◆ TASK GOAL ◆
List every line of the material containing the word "tree", reproducing each such line in full.

◆ Outline annotation records ◆
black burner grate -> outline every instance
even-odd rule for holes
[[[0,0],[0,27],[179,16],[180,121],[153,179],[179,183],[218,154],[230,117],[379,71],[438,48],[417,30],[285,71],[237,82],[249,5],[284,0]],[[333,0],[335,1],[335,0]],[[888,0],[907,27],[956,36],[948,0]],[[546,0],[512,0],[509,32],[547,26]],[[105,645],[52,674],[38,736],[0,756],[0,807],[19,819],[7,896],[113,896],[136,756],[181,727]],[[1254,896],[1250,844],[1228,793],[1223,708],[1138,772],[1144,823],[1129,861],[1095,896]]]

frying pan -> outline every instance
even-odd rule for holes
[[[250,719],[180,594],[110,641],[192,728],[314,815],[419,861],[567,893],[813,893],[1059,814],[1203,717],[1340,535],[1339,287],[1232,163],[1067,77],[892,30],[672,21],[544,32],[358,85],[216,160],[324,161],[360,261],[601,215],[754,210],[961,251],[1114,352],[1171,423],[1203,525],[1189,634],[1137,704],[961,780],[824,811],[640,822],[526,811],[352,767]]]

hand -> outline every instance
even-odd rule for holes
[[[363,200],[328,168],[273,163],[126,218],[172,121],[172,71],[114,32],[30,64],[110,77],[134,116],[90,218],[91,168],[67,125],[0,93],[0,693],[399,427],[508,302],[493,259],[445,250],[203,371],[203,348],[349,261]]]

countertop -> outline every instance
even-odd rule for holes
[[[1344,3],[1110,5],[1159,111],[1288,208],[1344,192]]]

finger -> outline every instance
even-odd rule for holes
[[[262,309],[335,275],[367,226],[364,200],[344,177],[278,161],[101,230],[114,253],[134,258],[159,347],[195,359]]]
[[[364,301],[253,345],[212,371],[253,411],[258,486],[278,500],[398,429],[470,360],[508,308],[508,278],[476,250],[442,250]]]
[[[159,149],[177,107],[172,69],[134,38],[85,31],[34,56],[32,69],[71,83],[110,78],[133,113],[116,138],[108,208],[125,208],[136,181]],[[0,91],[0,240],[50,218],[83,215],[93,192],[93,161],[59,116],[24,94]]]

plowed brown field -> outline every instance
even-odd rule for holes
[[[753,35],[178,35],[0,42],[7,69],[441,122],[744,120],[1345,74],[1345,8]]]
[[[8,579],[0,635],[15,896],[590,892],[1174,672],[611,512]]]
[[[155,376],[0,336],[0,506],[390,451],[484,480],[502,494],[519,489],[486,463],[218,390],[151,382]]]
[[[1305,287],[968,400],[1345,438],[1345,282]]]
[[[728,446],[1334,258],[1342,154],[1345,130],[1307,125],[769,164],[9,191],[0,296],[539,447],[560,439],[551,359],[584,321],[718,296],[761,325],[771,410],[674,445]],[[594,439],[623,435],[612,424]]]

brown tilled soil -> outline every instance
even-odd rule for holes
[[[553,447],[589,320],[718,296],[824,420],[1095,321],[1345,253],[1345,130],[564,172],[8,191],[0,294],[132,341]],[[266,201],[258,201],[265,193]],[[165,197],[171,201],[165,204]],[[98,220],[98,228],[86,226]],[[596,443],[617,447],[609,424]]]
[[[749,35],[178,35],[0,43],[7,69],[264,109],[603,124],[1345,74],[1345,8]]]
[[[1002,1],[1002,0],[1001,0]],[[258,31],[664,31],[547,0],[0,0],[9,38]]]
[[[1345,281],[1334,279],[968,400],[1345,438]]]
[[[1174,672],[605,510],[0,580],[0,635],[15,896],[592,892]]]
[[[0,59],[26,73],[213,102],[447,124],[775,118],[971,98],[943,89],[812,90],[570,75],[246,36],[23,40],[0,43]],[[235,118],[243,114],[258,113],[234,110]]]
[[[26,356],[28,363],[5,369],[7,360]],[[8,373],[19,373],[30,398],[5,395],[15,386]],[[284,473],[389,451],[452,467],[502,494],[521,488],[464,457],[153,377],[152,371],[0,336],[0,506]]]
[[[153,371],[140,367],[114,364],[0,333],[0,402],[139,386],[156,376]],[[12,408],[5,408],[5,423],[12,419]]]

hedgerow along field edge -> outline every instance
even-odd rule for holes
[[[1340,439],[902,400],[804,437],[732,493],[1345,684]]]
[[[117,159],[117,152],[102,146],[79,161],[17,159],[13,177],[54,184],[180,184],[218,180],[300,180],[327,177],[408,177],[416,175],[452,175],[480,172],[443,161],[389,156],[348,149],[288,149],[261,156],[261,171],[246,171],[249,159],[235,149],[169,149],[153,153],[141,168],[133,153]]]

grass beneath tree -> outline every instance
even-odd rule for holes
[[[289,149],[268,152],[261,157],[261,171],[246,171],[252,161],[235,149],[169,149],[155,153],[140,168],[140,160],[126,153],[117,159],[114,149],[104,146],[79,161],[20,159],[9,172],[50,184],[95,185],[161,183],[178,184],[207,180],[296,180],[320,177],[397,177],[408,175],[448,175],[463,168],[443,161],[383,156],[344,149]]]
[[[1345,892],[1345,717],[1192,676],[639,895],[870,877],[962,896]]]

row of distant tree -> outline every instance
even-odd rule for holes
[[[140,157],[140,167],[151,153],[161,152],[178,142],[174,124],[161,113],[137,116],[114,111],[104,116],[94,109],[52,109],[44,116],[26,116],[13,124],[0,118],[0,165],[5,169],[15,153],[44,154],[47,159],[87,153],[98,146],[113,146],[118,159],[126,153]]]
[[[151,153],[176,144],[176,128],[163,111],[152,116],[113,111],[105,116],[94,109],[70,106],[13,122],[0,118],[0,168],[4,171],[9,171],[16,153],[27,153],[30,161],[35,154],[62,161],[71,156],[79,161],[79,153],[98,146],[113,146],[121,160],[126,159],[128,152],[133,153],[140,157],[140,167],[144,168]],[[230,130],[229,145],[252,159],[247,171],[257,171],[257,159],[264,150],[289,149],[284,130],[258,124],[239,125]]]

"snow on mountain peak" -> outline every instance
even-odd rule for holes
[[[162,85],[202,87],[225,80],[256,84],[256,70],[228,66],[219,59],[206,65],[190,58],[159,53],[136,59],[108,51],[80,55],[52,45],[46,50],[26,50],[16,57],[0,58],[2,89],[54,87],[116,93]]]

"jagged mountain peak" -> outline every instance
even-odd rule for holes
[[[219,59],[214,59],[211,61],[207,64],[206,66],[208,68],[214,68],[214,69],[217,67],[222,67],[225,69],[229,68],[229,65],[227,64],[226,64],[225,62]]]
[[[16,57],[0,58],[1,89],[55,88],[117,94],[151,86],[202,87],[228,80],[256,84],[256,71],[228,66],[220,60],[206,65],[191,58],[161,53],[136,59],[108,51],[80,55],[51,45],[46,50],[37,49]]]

◆ SOLUTION TO THIS PROBLEM ◆
grass beneath tree -> outline every instance
row of distant tree -> outline every instance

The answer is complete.